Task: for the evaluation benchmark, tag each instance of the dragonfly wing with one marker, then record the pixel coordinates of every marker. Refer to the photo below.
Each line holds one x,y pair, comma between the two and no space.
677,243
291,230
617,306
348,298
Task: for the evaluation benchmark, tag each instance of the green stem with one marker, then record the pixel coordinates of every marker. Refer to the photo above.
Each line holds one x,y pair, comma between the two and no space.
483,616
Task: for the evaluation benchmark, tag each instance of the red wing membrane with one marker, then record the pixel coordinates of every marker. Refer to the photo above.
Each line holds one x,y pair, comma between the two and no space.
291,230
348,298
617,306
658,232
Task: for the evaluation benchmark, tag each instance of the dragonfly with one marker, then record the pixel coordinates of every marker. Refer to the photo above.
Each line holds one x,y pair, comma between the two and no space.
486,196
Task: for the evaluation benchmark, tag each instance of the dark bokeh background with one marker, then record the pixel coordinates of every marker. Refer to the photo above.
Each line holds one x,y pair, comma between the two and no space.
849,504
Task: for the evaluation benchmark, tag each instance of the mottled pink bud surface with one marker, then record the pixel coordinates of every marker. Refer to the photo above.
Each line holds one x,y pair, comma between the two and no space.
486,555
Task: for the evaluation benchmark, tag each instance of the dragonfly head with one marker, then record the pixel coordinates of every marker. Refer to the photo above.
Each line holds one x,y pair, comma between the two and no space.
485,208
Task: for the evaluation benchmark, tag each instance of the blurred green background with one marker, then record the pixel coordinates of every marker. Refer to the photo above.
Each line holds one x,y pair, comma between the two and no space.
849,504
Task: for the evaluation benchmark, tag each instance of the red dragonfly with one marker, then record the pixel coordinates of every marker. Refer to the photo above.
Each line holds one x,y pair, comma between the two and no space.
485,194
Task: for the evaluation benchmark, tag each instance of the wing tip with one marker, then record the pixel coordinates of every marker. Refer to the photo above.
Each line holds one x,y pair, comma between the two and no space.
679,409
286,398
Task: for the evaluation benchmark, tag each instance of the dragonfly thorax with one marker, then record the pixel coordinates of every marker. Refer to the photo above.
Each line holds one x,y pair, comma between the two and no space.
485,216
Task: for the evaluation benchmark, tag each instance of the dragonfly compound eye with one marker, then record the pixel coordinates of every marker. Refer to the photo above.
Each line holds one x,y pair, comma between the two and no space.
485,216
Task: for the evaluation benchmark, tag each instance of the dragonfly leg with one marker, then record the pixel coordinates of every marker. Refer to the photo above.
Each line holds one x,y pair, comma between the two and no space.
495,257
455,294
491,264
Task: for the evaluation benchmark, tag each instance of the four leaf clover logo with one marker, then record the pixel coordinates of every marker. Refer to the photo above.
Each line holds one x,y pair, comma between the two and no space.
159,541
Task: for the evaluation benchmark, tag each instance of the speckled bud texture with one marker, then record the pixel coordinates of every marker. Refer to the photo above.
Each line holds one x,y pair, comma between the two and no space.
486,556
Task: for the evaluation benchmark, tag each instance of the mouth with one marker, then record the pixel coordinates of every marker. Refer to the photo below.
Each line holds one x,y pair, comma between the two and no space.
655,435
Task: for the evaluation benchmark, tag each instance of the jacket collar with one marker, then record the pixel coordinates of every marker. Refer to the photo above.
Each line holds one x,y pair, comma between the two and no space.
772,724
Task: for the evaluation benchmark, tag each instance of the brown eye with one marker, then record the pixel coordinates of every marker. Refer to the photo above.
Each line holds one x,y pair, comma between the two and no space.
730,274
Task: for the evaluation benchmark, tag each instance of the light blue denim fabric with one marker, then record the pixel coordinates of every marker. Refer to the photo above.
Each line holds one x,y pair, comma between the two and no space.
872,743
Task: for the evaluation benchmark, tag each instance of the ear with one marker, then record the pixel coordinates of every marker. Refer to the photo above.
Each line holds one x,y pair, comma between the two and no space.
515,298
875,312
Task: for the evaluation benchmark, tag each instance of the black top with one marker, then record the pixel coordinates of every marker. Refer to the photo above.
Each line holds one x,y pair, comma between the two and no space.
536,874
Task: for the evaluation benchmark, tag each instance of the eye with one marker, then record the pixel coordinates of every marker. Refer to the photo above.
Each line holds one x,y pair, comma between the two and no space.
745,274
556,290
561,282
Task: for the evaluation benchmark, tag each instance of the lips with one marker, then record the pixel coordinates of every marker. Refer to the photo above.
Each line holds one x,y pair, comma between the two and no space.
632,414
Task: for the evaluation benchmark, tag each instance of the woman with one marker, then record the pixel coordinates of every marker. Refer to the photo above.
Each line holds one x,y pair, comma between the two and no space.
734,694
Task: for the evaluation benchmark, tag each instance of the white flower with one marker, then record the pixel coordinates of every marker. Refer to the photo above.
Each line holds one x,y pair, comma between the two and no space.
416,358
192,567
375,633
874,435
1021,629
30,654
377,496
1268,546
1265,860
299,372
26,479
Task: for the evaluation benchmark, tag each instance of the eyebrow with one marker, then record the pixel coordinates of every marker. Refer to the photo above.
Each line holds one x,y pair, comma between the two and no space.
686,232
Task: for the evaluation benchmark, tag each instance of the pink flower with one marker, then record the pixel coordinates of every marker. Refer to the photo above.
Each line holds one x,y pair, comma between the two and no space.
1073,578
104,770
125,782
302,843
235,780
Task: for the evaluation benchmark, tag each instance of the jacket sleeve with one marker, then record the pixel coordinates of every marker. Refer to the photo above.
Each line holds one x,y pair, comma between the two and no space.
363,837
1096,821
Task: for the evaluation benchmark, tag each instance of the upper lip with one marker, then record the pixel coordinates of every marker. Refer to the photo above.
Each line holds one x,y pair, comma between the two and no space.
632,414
_ _ _ _
_Exercise description_.
Restate the listing above word for word.

_Finished answer_.
Task: for the evaluation benchmark, tag each instance of the dragonfly wing with one marker, then record the pixel coordinates of every marker. Refer to the photo below.
Each line holds one x,y pair, comma between the two and no space.
677,243
291,230
617,306
348,298
Task: for the evaluation benchmark, tag each instance of the green stem with one marker, then record the pixel coordinates of every marker. Refer to the photo above.
Each line holds one x,y pair, comma between the two and no space.
483,616
Task: for the evaluation benchmark, tag each instance of the red wing membrane with one marker, then record the pixel coordinates of every marker. Refer to the photo above.
Each line holds one x,y pair, comma between the two and no space.
291,230
348,298
617,306
658,232
Task: for the evaluation benchmark, tag each instance of the dragonfly with one marker, then record the pixel coordinates of every marker. Refer to the photo above.
Each line holds one x,y pair, comma between the two and no space.
486,196
Task: for the evaluation benchmark, tag each instance of the dark bokeh background with one marker, then record the pixel coordinates of every marker. Refer to the photo above.
Each line holds one x,y pair, comma between the two and no space.
849,504
Task: for the evaluation benchmark, tag each instance of the mottled pink bud surface with one marker, then record the pixel coordinates of every marker. Refer to the photo above.
Each line holds one x,y pair, comma between the two and no space.
486,555
Task: for the evaluation benchmark, tag each instance of the dragonfly head with one marker, then record the pixel coordinates of every marker. Refer to the photo above.
Each line holds one x,y pair, comma between the two and no space.
485,208
Task: for the evaluation benchmark, tag each instance of the blurred green background with one marker, then record the pixel coordinates of every marker. Refer to the photo above.
Each line holds one x,y pair, comma between the two and no space.
849,504
Task: for the evaluation benchmark, tag each instance of the red dragonfly with one marker, then record the pixel coordinates of every marker. Refer to the photo above.
Each line holds one x,y pair, comma between the two and no space.
485,194
Task: for the evaluation benchmark, tag each instance of the wing tip with one marker, then record the pixel coordinates of every marker. Refer to the photo above.
Each line holds one x,y pair, comma between the two and no space.
679,409
286,398
Task: for the evaluation benchmark, tag each instance of the dragonfly thorax with one marker, then record the pixel coordinates of every marker. Refer to the photo above.
Each line holds one x,y pair, comma between the two and no space.
485,216
Task: for the evaluation benchmark, tag each instance of the dragonfly compound eye with one marker, then record the pixel coordinates of every marker. Refer to the photo above.
Each line holds one x,y pair, comma between the two and no space.
485,216
Task: for the evaluation benchmark, tag each instance of the dragonfly leg with one marker, then record the pixel coordinates of every marker. Refer to the photo above.
Each line holds one x,y pair, comma between the two and no space.
495,257
455,294
491,264
Task: for the evaluation benchmark, tag each instance of the four leaf clover logo with one marker, then record the pixel coordinates of every marker. Refer to the photo above.
Each line holds one x,y pair, comma between the two and no space.
159,541
Task: for the evaluation benchmark, tag each instance of the speckled bud texture with one marker, then record the pixel coordinates of every marker. Refer to the photo above.
Each line holds one x,y pair, comma between the two and no space.
486,556
Task: for the evaluation benchmark, tag each instance of the mouth with one marker, then record the pixel coordinates of every marker. Refer to the photo below.
Each line holds one x,y pair, comma between the two and no space.
655,435
Task: for the evaluation benchmark, tag each instance of the jacket collar with one marker, then record the pixel coordinates of every marker. Refer to the photo above.
Each line holds one x,y pair, comma between the two and no space.
772,724
Task: for the evaluation benchmark, tag each instance of the brown eye with one marker, then record the pixel coordinates of every marker. Refer to the photo above.
Each line holds one x,y pair, comma between the two and no space.
730,274
Task: for the evaluation benchmark, tag each instance of the light blue denim fabric with one marker, then record the pixel coordinates of every marker. Refer to the photo above.
Each line holds one x,y pair, comma between the two and no space.
872,743
Task: for the evaluation benchmark, tag each instance of the ear with one marker, then record the pixel coordinates of every marker. Refer to the photo above.
Each line holds one x,y pair, comma between the two and no space.
515,298
875,312
Task: for the evaluation benchmark, tag each instance of the black top with one marker, then record the pixel coordinates of every marker. Refer to the photo above.
Each line holds one x,y pair, comma between the two and no space.
536,874
Task: for the evaluation benchmark, tag each instance of the eye with one marker, then record the pixel coordinates of every marker. Refer to the photo above.
Each line holds one x,y pair, comma between the two and no space.
745,274
556,290
561,282
Task: for the evaluation benchmark, tag each instance of the lips with one marker, then record the pixel coordinates of every marker. Refer to the photo above.
Each line holds one x,y pair, comma between the two and no space.
632,414
Task: for the evaluation benchmark, tag each instance of the woman with one marker, then record the pixel coordinates of every marker. Refer to the photo above.
Each line holds one x,y pair, comma between the two and no space.
734,694
Task: for the evaluation benchmark, tag each instance of the white flower with one marker, then record the pixel coordinates of every marker. Refer to the photo above.
Each line holds one x,y pair, comma between the two and no space.
416,358
192,567
375,633
874,435
1021,629
30,654
377,496
1268,546
1265,860
299,372
26,479
Task: for the evaluation benchmark, tag each instance of the eyebrow with one marker, then record the pixel coordinates of every marker. Refer to the photo above.
Each line holds one x,y pair, comma between the two and no space.
686,232
Task: for the evaluation benchmark, tag each instance of the pink flower with one marker, then record the pixel coordinates of every marker. Refer to the photo above.
Each line holds one x,y pair, comma between the two and no space.
1073,578
104,770
125,782
302,843
235,780
Task: for the evaluation benchmark, tag each instance of the jacket sleeve with one marker, then record the pixel coordinates of every marker. Refer to the photo above.
Each line holds one x,y pair, comma between the two and no space.
363,837
1096,821
Task: for the evaluation benchmark, tag each instance of the upper lip with one marker, then record the pixel coordinates of every marker. Refer to the photo above.
Each line holds one x,y pair, comma between the two and no space.
632,414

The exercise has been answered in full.